- [Required work] Could you repeat the part of the Smoke And Ashes review below verbatim, starting at "However, Captain" and ending at "British Raj."?

- [Passage provided]

*** Block opens ***

Smoke And
Ashes
Abir Mukherjee
Harvill Secker 2018
333 Pages
333 Pages
Calcutta,
1921.
Captain Sam
Wyndham of the British Imperial Police stumbles on the mutilated corpse of a
Chinaman near an opium den in the midst of a police raid.
However, Captain
Wyndham has a serious problem; he’s not there in any official capacity but as
an opium addict seeking his next “fix”. And discovery of his hitherto imperfectly
concealed addiction could write finis
to his career if his brother officers in the police force catch him at it…
A
psychologically damaged veteran of Military Intelligence in World War 1 whose
late, sorely missed wife was a victim of the postwar influenza epidemic,
Wyndham has moved to India for a fresh start - and to put his skills as a
former homicide investigator with Scotland Yard to use in the service of the
British Raj.
However,
Calcutta proves an infuriatingly Byzantine city that effectively eludes both
comprehension and control of circumstances there. As a latecomer to the Raj and
essentially an outsider to the British colonial establishment, Captain Wyndham
is painfully aware how really tenuous is their command of an empire slowly
slipping into political twilight. As
he puts it,”The
Raj was a sick man at death's door and all we were doing was delaying the
inevitable. The only question was how long it would take us to realize that and
call it a day.”
And the
Indian national movement – represented here by real-life figures such as “Deshbandhu”
Chittaranjan Das and an upcoming young political firebrand called Subhash
Chandra Bose - is beginning to gather
steam, defying British attempts to contain it…
The real
hero of Smoke And Ashes is Wyndham’s
subordinate Detective Sergeant Surendranath “Surrender-Not” Banerjee.
Quick-witted, resourceful and more sensitive to political and social nuances
than his intermittently addled superior, Sergeant Banerjee is in the uncomfortably
awkward position of serving an alien colonial administration while his
relatives are on the other side of the political divide, opposing British rule.

*** Block closes ***

- [Source data]
*** Block opens ***

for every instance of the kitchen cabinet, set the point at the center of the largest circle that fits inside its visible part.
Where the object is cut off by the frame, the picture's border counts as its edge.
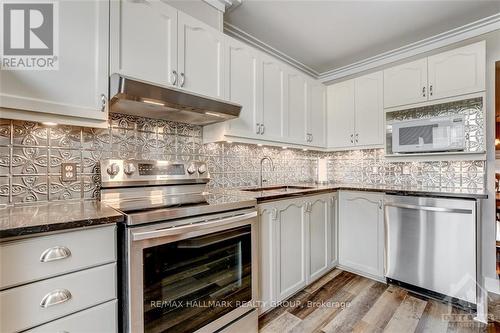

*** Block closes ***

- [Exercise solution]
However, Captain
Wyndham has a serious problem; he’s not there in any official capacity but as
an opium addict seeking his next “fix”. And discovery of his hitherto imperfectly
concealed addiction could write finis
to his career if his brother officers in the police force catch him at it…
A
psychologically damaged veteran of Military Intelligence in World War 1 whose
late, sorely missed wife was a victim of the postwar influenza epidemic,
Wyndham has moved to India for a fresh start - and to put his skills as a
former homicide investigator with Scotland Yard to use in the service of the
British Raj.